*Written request*. Return the whole listing, line for line, without the pictures in it.

*Information given*.
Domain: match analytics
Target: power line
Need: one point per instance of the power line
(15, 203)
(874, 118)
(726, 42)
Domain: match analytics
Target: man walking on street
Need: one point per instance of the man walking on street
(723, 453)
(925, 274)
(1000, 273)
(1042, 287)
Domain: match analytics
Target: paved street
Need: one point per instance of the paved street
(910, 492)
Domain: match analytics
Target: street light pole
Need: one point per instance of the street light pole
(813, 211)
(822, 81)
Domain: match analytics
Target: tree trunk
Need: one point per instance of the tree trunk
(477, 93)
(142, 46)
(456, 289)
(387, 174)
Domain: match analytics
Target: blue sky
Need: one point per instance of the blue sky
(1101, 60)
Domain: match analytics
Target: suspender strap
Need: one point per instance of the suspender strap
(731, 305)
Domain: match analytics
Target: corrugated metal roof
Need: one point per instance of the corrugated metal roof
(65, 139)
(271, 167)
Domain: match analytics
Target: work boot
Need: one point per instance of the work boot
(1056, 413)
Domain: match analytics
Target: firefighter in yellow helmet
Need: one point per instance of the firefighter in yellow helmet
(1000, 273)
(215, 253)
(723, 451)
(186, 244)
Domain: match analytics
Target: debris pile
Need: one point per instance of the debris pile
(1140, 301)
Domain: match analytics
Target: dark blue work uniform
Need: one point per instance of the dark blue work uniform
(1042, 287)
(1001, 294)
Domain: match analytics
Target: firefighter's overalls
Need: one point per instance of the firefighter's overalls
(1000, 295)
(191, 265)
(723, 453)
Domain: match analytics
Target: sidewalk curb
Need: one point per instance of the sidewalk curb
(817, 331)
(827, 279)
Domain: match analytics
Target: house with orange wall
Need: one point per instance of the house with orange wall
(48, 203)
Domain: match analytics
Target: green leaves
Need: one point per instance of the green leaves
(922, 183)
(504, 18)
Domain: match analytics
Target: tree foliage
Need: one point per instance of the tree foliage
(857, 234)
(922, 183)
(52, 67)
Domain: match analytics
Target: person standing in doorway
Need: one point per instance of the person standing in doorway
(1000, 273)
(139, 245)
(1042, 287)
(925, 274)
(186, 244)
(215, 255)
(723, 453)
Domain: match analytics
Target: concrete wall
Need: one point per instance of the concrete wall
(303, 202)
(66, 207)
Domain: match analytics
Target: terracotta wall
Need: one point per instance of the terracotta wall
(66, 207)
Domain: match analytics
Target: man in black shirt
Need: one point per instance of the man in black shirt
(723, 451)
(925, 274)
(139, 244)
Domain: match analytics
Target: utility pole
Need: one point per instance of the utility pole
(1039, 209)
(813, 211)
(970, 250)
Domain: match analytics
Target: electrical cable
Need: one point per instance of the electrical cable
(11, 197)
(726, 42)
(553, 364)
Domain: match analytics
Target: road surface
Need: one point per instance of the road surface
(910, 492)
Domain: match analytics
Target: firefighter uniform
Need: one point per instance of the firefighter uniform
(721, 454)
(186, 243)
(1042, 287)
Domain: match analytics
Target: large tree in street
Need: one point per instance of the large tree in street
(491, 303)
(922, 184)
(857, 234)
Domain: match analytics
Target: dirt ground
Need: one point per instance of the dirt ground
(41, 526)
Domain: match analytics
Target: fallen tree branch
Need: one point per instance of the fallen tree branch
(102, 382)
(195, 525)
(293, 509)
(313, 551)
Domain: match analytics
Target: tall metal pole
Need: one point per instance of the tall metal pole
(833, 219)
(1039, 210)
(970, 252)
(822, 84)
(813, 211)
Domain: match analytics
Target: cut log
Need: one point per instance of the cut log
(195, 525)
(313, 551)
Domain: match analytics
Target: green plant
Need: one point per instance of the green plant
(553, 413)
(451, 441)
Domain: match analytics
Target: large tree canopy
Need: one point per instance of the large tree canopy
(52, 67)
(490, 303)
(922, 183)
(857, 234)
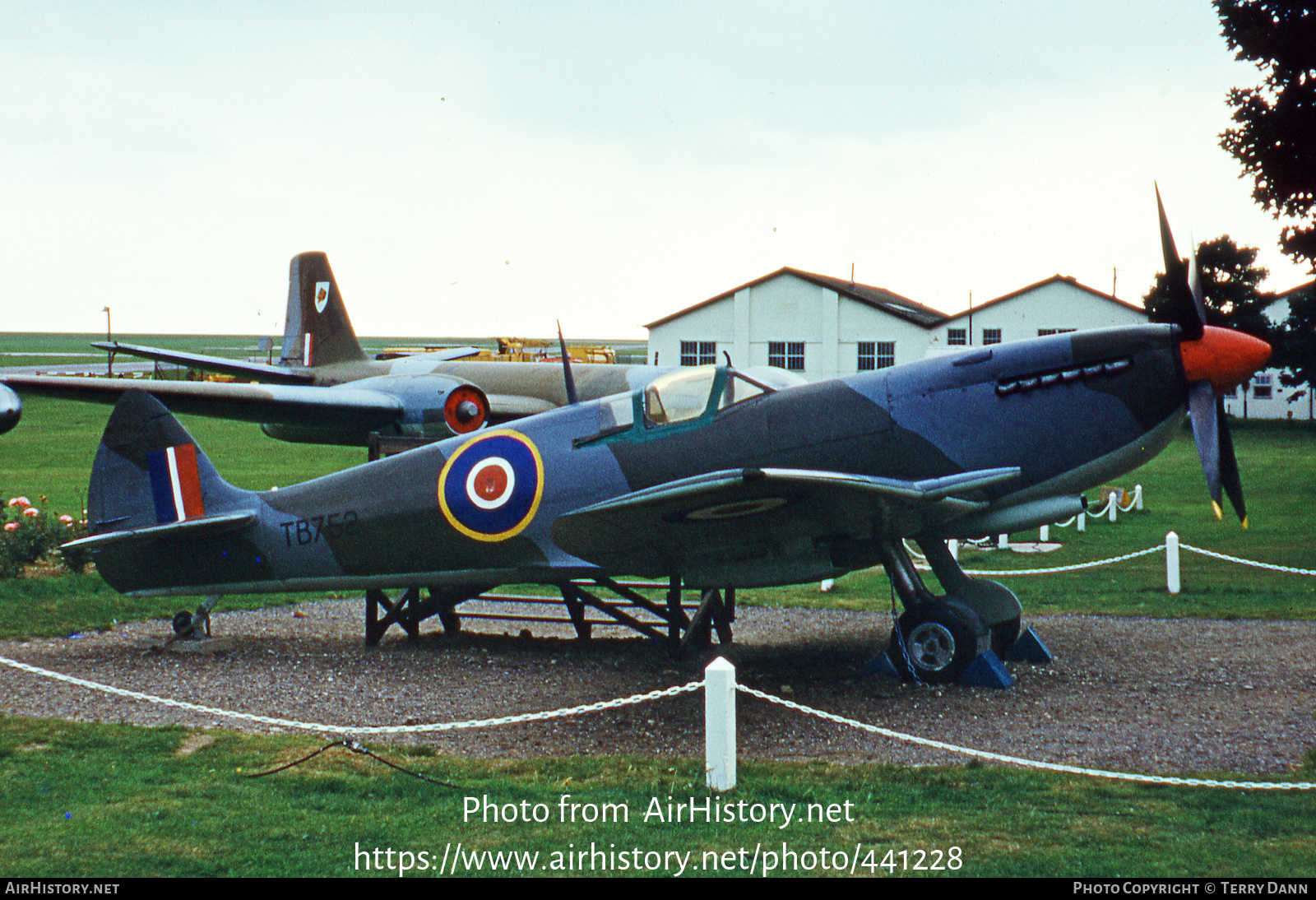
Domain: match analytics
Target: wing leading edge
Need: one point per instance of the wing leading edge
(736, 517)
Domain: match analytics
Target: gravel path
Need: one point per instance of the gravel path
(1125, 694)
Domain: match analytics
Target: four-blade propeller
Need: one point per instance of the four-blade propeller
(1215, 362)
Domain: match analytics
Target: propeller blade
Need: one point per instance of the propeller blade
(1195, 282)
(1206, 434)
(1184, 309)
(1230, 463)
(566, 368)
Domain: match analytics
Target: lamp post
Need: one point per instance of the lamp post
(109, 355)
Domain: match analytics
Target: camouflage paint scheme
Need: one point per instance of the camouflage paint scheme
(782, 487)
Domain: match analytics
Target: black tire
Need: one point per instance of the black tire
(938, 643)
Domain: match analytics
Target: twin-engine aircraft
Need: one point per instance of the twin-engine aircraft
(326, 390)
(706, 476)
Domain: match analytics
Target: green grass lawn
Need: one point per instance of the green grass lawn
(114, 800)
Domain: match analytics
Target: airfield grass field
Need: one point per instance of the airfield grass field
(115, 800)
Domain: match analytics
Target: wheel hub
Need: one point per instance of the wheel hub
(932, 647)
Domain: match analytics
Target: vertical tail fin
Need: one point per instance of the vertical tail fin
(149, 471)
(317, 331)
(162, 520)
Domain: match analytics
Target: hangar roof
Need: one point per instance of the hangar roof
(865, 294)
(1065, 279)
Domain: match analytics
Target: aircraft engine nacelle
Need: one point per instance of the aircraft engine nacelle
(434, 406)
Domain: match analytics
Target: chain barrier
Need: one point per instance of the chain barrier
(1020, 761)
(1247, 562)
(345, 729)
(644, 698)
(1065, 568)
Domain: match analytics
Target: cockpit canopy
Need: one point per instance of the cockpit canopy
(686, 394)
(681, 397)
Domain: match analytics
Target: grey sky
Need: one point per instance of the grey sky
(478, 169)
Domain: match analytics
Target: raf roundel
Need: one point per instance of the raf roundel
(490, 489)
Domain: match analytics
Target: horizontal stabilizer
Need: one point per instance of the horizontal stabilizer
(280, 404)
(241, 368)
(188, 528)
(510, 406)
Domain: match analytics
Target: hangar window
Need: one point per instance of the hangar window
(866, 355)
(697, 353)
(877, 355)
(786, 355)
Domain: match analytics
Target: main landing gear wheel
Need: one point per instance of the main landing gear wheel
(938, 643)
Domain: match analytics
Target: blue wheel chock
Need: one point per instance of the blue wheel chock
(987, 670)
(1030, 647)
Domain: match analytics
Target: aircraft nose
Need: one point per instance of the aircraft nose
(11, 408)
(1223, 357)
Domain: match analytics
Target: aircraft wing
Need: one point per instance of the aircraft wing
(240, 368)
(280, 404)
(717, 518)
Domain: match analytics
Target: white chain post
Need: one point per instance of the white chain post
(721, 724)
(1171, 562)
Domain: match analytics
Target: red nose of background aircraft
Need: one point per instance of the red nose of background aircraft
(1223, 358)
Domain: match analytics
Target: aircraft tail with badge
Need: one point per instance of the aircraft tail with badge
(316, 331)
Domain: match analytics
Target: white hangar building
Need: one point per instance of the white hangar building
(820, 327)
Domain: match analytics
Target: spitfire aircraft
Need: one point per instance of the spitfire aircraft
(706, 476)
(326, 390)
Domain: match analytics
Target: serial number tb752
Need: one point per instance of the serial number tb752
(308, 531)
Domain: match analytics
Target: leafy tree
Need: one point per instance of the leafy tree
(1276, 138)
(1230, 289)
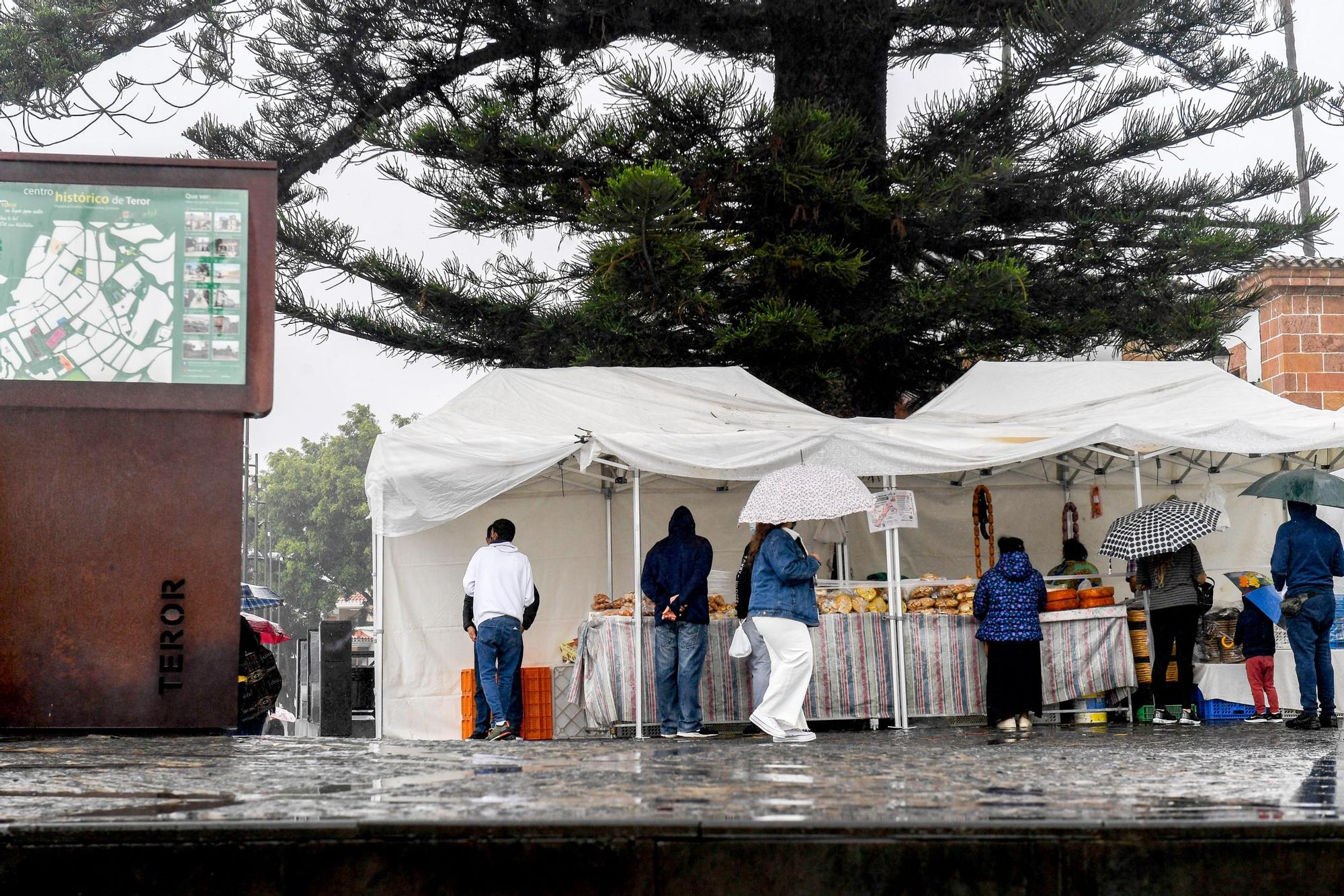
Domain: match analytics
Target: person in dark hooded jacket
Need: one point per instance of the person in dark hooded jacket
(1009, 604)
(677, 573)
(1308, 555)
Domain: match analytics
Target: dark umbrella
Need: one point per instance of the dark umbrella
(1308, 487)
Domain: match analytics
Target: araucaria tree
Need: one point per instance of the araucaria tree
(787, 230)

*Answer for this exercise*.
Domain: match analytics
Target: power line
Need: one point per instance of the power line
(15, 203)
(874, 118)
(726, 42)
Domain: match analytics
Target: man walking on street
Need: one point per instance of the man walking on street
(723, 453)
(925, 274)
(1000, 273)
(1042, 287)
Domain: match analytics
Target: paved street
Need: one point per instance of the paved street
(910, 492)
Domain: match analytics
Target: street light pole
Need: one point per instance of the street light pole
(813, 211)
(822, 81)
Domain: match analytics
Target: tree trunk
Need: one point per instance of the tree trunk
(477, 93)
(142, 46)
(456, 289)
(387, 174)
Domain: match analytics
Target: blue sky
Need: one point per instance of the blue sky
(1101, 60)
Domain: match analytics
Target: suspender strap
Need: one point per instance of the suspender strap
(731, 305)
Domain: match analytics
Target: corrugated metal roof
Need: one point per instance of the corrugated metal roof
(65, 139)
(271, 167)
Domain: match analytics
Target: work boot
Need: one point per instance of the work boot
(1056, 413)
Domain: match analytics
Target: firefighter in yellow helmet
Need: one point per instance of the firefighter in yellow helmet
(1000, 273)
(215, 253)
(723, 451)
(186, 244)
Domain: match analytics
Target: debris pile
Need: one point per instance of the debris pile
(1140, 301)
Domain: match analytics
Target: dark blue work uniform
Need: one point per instance of the dark blue work uniform
(1042, 287)
(1001, 294)
Domain: match analytics
Target: firefighter's overalls
Need: one point per instance of the firefighter's overalls
(1000, 295)
(191, 265)
(723, 453)
Domain: match analytics
Target: sidewalk curb
Need: one point per instance of the sidewalk curb
(817, 331)
(827, 279)
Domain: match analytics
Target: house with orange wall
Need: one point per instance of the house with orange wall
(48, 203)
Domain: match analytics
Target: green leaves
Need: one point per instance of the green leaves
(922, 183)
(504, 18)
Domain: match analytics
Target: tree foliage
Need: one point per instance of the tree foliage
(857, 234)
(922, 183)
(52, 67)
Domain: match analytics
Target: person standing in doorway
Need: one point per instance of the person standing in doorway
(1000, 273)
(139, 245)
(1042, 287)
(925, 274)
(186, 244)
(215, 255)
(723, 453)
Domain: match analytics
Target: concrete wall
Need: one point per instance of the concrete wall
(303, 202)
(66, 207)
Domain: match analytics
Target: terracotta wall
Need: one point per instance of the terracotta wall
(66, 207)
Domain: match analytics
Target: man in black shirt
Need: one point per instance of the man in black shirt
(723, 451)
(925, 274)
(139, 244)
Domain: match analytics
Target: utility pole
Need: one point per instance of the utility pole
(1039, 209)
(813, 211)
(970, 250)
Domain: match analytics
Target: electrical cable
Need: one point per instance of the electrical cable
(11, 197)
(726, 42)
(553, 364)
Domain: match analytics
Target: road surface
Need: one point per instance of the road surface
(910, 492)
Domain: match analytics
Target: firefighter uniform
Need: one point per instance of the firefighter uniform
(721, 454)
(186, 243)
(1042, 287)
Domain: match analytics
Target: large tree in street
Need: one point per instance of the large tree in street
(491, 303)
(922, 184)
(857, 234)
Domain: match analytics
Target: dirt ground
Need: one point per instance of the dirt ground
(41, 526)
Domain: match analytics
Target: fallen tree branch
Need: one point per instance of the fallen tree branch
(102, 382)
(195, 525)
(293, 509)
(313, 551)
Domain: match analytics
Target: tall metal pole
Need: one point per instance of the tall metal pole
(833, 219)
(1039, 210)
(970, 252)
(822, 84)
(813, 211)
Domain: match analytics
Target: cut log
Need: one point per instance of the cut log
(195, 525)
(313, 551)
Domain: match analytics
Target: green plant
Need: one point per instance of the green plant
(553, 413)
(451, 441)
Domain: match analytics
Target: large tree canopy
Need: one point per instance of the large tree canopy
(52, 67)
(490, 303)
(922, 183)
(857, 234)
Domain: match analytics
Target: wing leading edge
Need: one point per instance of the wing leading edge
(736, 517)
Domain: match analytics
Target: gravel path
Need: one point per instance of the gravel path
(1125, 694)
Domain: match analytics
Target: four-blade propeller
Need: one point per instance of the four-blade propeller
(1215, 362)
Domain: match analytics
Target: propeller blade
Need: one point per instance of the propeller blade
(1195, 282)
(1206, 434)
(1184, 309)
(1230, 463)
(566, 368)
Domain: match analytics
Target: lamp post
Need: one point per instance of the lamp post
(109, 355)
Domain: match analytics
Target: camouflage paint scheme
Need: one point per instance of the camouflage paint scheme
(782, 487)
Domain: match analytics
Target: black tire
Need: one point per instance of the black tire
(938, 643)
Domain: match analytics
Target: twin-engine aircraft
Need: one point per instance of the twin-engine aircraft
(326, 390)
(706, 476)
Domain: match analytics
Target: green grass lawn
Need: one point per instance of the green grass lawn
(114, 800)
Domain: match analytics
Target: airfield grass field
Need: one point per instance of the airfield grass field
(115, 800)
Domain: match analytics
Target: wheel hub
Need: one point per instance of the wheel hub
(932, 647)
Domain: match analytics
Target: vertical tail fin
Need: one point per instance of the vertical tail fin
(149, 471)
(317, 331)
(162, 520)
Domain: match analytics
Target: hangar roof
Need: one point per instance of the hangar roof
(865, 294)
(1065, 279)
Domain: match analytics
Target: aircraft engine nacelle
Need: one point per instance of the aircraft engine nacelle
(434, 406)
Domain: match analytics
Target: chain barrier
Need: one point per instance of the chain barrier
(1020, 761)
(1247, 562)
(345, 729)
(644, 698)
(1065, 568)
Domain: match analytics
Target: cockpit canopy
Need: one point per instance of the cockpit canopy
(686, 394)
(681, 397)
Domain: match analytics
Target: grey sky
Need: one point per instance of the grey sky
(478, 169)
Domain: match analytics
Target: raf roundel
Need: one point per instance of the raf roundel
(490, 489)
Domain: match analytics
Target: horizontal stabilizer
Need: one point per instance of the horizontal stabilizer
(280, 404)
(241, 368)
(188, 528)
(510, 406)
Domain: match analytics
Target: hangar window
Need: one point per instance of the hangar window
(866, 355)
(697, 353)
(877, 355)
(786, 355)
Domain: match analytics
Target: main landing gear wheel
Need: one point per instance of the main landing gear wheel
(938, 643)
Domain: match analytics
Target: blue wheel chock
Need: one point per instance of the blue wheel chock
(987, 670)
(1030, 647)
Domain: match analytics
Target: aircraft nose
Need: one point per instance of the aircraft nose
(11, 408)
(1223, 357)
Domain: match analytics
Target: aircraft wing
Need: one point per instance of the aircraft wing
(240, 368)
(280, 404)
(717, 518)
Domain: match analytics
Target: white chain post
Need: one point per instance of the white chain post
(721, 724)
(1171, 562)
Domain: match analytics
Target: red nose of background aircraft
Need: one point per instance of the red nose of background aircraft
(1223, 358)
Domain: match analytics
Target: aircraft tail with badge
Need: one point per instance of the aircraft tail with badge
(316, 331)
Domain: match analytics
Target: white hangar building
Need: one point per instance of the white hangar building
(820, 327)
Domain: match analytics
Target: spitfire aircraft
Need: one point per instance of the spitfire aircraft
(706, 476)
(326, 390)
Domain: match analytics
Target: serial number tb752
Need: one point per instance of the serial number tb752
(308, 531)
Domain: match analytics
Target: leafy tree
Need: one point per instance of the leafy tree
(1276, 138)
(1230, 289)
Domain: match analytics
Target: person in dark hooded jacket
Need: one point per instance of the person in dark hooded jacket
(1009, 604)
(677, 573)
(1308, 555)
Domain: match analytics
Target: dark umbrella
Need: one point per instance of the dark umbrella
(1308, 487)
Domain: match analytics
Target: araucaria tree
Need: one point per instance of the araucaria tree
(787, 230)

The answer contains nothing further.